Do this: Put every line of the items below into a Markdown table with the columns Row and Line, giving each row a number and skipping any blank lines. Leave the pictures out of the table.

Provided material:

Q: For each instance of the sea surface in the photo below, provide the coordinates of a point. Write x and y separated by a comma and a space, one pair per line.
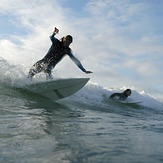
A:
86, 127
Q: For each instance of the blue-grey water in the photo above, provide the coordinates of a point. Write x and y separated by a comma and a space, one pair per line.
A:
84, 128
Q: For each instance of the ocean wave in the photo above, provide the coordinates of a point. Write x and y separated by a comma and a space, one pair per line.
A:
91, 94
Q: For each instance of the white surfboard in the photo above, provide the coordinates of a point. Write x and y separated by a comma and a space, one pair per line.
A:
58, 89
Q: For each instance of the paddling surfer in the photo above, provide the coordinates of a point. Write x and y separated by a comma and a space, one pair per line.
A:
123, 95
56, 52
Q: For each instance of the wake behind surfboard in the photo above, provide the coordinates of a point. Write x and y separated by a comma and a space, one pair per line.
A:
58, 89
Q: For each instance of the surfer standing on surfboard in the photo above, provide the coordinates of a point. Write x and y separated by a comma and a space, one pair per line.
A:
56, 52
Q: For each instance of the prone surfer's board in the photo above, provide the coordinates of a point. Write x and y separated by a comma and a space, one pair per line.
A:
58, 89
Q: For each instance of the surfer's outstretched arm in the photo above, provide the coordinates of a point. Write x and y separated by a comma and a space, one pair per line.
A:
78, 63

The completed task:
| Row | Line |
|---|---|
| 1 | Q: For each instance of the sea surface in the photo below, provide the coordinates of a point. Write x and y separated by a comma and a space, one pair per line. |
| 2 | A: |
| 3 | 86, 127 |
| 4 | Q: For each instance of the blue-grey water in the photo above, provide the coordinates of a point. Write x and y separated by a comma and a space, one pair per line. |
| 5 | A: |
| 6 | 84, 128 |
| 7 | Q: For each instance of the ocean wave in the photo above, provide the coordinates of a point. Write x and y separated by a comma and a space, one pair per line. |
| 8 | A: |
| 9 | 91, 94 |
| 10 | Q: For each instance of the white surfboard in the photo above, provide the coordinates of a point. Write x and y separated by a comma and a space, one pair per line. |
| 11 | A: |
| 12 | 58, 89 |
| 13 | Q: For each instance of the paddling surfer in the photo above, provide the coordinates of a point. Write x and y separated by a comma and a space, one pair per line. |
| 14 | A: |
| 15 | 123, 95 |
| 16 | 56, 52 |
| 17 | Q: For each instance of the wake behind surfboard in the photo above, provide the coordinates of a point. Write x and y separated by a comma and a space, one pair per line. |
| 18 | A: |
| 19 | 58, 89 |
| 20 | Q: For each instance of the surfer standing on surfboard in the photo above, provide the coordinates of a point. Write x and y separated by a comma and a space, one pair per line. |
| 21 | A: |
| 22 | 56, 52 |
| 23 | Q: For each instance of the prone surfer's board in the photo above, provide the coordinates of a point. Write x and y separated by a comma and a space, one pair per line. |
| 24 | A: |
| 25 | 58, 89 |
| 26 | Q: For each instance of the surfer's outstretched arm in the photo above, provide the coordinates of a point. Write x and y separated by a comma and a space, one pair per line. |
| 27 | A: |
| 28 | 78, 63 |